WORK TASK – Each line of the entries below that includes "photo" belongs in your answer.

MATERIAL PROVIDED –
-=-=-
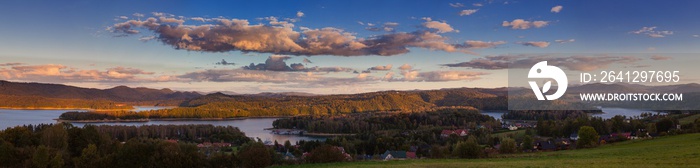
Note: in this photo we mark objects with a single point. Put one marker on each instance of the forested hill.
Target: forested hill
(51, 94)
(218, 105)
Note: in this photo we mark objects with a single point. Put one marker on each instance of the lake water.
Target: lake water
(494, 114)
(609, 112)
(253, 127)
-=-=-
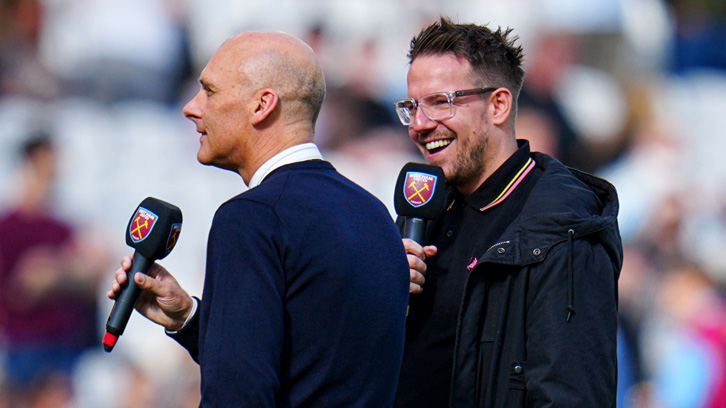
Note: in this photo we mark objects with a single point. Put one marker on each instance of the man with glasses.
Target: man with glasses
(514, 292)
-=-=-
EXERCISE RESULT –
Note: in this photo we mark objects with a single point. Put one marker on each instance of the forested hill.
Note: in this photo we mark objects with a single point. Put one marker on each instance of the lake water.
Note: in this photo we mark objects with a single point. Put one marker on each instance of the man with glasses.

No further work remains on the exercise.